[A block of data]
------------------------------------------------

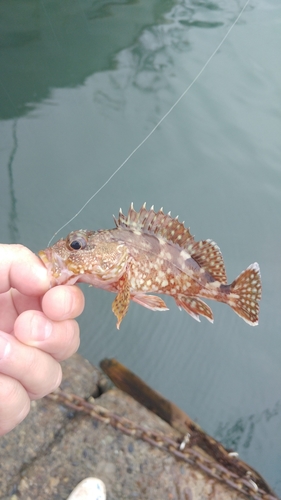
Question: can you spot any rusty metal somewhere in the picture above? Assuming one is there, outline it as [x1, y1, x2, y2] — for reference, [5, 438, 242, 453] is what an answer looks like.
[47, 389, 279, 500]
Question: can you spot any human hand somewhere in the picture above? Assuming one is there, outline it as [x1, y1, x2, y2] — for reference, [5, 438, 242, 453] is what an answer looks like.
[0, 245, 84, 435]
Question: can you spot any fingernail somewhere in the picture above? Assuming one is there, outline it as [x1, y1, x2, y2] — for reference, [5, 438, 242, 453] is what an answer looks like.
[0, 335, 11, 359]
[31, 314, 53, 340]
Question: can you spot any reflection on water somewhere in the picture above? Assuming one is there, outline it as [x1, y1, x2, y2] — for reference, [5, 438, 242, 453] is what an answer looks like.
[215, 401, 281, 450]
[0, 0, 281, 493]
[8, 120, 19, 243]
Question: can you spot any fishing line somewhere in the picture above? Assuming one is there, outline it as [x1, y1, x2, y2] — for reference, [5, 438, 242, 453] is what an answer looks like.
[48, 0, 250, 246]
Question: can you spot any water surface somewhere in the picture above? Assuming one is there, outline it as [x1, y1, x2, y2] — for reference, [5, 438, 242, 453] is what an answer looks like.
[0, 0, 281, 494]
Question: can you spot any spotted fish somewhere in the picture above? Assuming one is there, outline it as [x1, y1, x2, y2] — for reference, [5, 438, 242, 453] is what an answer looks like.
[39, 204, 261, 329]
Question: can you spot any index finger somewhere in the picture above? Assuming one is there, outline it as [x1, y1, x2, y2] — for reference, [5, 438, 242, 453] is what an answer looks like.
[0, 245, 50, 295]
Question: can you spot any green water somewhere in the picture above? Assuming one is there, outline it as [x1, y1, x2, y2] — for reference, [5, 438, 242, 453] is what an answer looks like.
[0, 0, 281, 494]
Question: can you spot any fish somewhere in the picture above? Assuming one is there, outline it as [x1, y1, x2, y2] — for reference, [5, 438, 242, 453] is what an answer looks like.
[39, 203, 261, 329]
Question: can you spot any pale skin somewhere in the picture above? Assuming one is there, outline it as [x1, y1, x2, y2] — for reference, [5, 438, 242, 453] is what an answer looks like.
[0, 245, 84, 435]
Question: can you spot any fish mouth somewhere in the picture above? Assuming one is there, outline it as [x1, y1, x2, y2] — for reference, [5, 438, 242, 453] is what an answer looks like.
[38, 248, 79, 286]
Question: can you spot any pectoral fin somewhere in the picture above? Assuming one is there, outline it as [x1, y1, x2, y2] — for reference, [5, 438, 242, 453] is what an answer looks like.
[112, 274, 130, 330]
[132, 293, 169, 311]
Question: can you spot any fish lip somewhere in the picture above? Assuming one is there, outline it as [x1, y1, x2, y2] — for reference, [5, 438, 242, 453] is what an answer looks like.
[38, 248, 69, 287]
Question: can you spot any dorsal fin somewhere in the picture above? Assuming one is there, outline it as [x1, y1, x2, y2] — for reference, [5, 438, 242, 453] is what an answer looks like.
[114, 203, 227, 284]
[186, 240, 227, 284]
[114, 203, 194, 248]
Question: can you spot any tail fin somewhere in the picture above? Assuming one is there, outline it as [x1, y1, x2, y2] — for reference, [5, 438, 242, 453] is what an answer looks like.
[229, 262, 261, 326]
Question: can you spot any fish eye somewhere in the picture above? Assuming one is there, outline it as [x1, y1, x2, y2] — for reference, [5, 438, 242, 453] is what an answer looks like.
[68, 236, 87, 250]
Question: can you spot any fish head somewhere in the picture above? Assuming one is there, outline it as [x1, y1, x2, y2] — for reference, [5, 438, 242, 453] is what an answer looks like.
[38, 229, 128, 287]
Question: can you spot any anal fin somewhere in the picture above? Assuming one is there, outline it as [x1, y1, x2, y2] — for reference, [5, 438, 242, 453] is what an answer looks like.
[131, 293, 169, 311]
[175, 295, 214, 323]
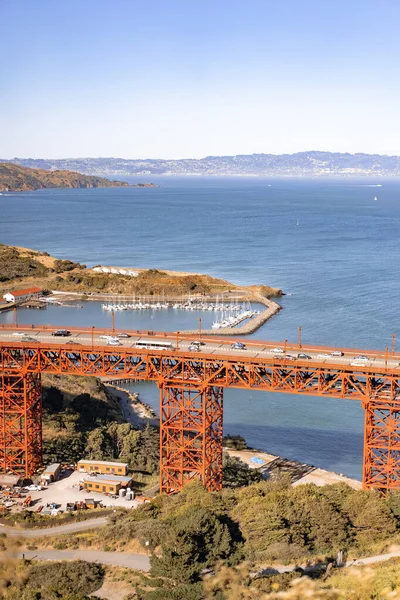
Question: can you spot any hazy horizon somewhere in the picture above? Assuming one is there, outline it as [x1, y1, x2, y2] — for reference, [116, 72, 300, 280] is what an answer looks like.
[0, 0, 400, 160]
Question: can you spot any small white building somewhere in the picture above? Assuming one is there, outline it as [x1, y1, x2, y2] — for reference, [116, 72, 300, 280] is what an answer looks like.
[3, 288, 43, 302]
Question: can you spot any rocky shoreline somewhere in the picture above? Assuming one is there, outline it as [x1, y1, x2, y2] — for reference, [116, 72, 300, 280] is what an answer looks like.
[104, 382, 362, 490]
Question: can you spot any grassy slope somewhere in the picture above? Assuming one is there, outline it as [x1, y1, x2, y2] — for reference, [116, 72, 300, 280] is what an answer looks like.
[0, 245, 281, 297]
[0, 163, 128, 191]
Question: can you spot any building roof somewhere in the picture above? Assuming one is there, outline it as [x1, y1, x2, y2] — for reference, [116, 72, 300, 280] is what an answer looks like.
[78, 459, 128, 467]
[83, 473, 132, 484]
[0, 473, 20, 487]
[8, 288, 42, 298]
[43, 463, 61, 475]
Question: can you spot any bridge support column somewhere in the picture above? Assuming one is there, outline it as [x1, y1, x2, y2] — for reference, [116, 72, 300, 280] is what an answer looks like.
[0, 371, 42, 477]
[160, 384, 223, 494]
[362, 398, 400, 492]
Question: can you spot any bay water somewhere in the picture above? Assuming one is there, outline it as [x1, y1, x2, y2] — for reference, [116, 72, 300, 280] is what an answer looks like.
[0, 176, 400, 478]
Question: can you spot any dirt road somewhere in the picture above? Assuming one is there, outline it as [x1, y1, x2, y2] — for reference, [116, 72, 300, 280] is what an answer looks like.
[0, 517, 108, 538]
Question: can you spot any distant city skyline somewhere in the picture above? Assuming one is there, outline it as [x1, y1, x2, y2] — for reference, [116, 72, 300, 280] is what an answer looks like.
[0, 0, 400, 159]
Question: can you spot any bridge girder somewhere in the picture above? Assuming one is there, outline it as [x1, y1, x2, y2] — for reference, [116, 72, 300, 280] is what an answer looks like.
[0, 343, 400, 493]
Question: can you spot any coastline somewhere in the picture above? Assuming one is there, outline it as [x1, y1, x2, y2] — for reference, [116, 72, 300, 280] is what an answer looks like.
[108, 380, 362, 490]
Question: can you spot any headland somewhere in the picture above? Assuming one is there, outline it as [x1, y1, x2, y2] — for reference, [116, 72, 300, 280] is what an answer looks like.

------------------------------------------------

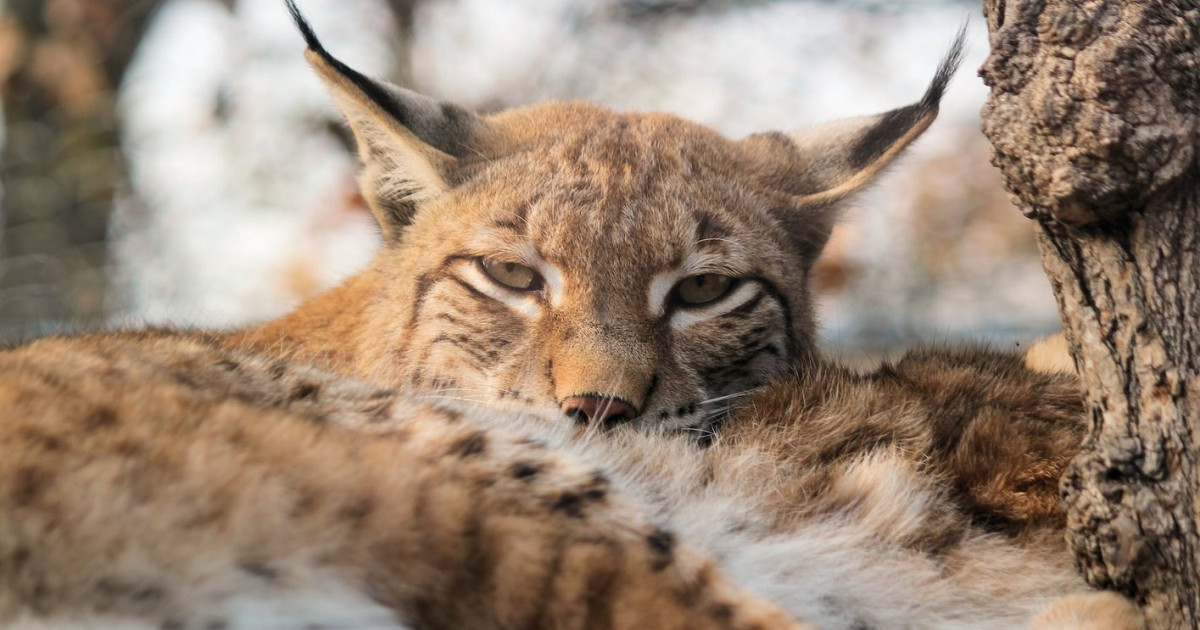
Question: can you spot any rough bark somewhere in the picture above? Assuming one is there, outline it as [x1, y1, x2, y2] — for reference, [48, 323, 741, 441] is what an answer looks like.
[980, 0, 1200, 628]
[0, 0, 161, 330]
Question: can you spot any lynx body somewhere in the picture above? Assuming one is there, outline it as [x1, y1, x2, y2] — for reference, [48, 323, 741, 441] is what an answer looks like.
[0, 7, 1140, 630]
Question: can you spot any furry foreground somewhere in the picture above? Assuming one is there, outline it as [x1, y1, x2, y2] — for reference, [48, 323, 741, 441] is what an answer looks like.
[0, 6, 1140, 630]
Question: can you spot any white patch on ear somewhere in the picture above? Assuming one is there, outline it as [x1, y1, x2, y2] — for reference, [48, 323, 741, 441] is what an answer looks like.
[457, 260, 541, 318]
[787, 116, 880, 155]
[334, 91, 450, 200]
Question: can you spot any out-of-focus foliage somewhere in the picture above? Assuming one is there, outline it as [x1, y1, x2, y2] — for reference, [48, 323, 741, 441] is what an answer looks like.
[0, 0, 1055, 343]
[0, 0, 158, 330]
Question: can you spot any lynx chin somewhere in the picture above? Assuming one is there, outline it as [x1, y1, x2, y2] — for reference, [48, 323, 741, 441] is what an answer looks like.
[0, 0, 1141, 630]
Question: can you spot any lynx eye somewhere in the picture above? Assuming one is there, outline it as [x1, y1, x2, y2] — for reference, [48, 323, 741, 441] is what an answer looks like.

------------------------------------------------

#### [Task statement]
Output every line between the one holding "Question: can you spot any bridge support" and the one holding "[362, 398, 400, 492]", inclusive, as a Markdown table with a Number column and a Line column. Skip any blank lines.

#### [Problem solution]
| Number | Line |
|---|---|
| 1 | Question: can you spot any bridge support column somewhere in the picture above? Assuming one is there, outline it as [x1, y1, x2, y2] — for reference, [116, 72, 300, 280] is what an answer looks like. |
| 2 | [0, 371, 42, 477] |
| 3 | [160, 384, 223, 494] |
| 4 | [362, 398, 400, 492] |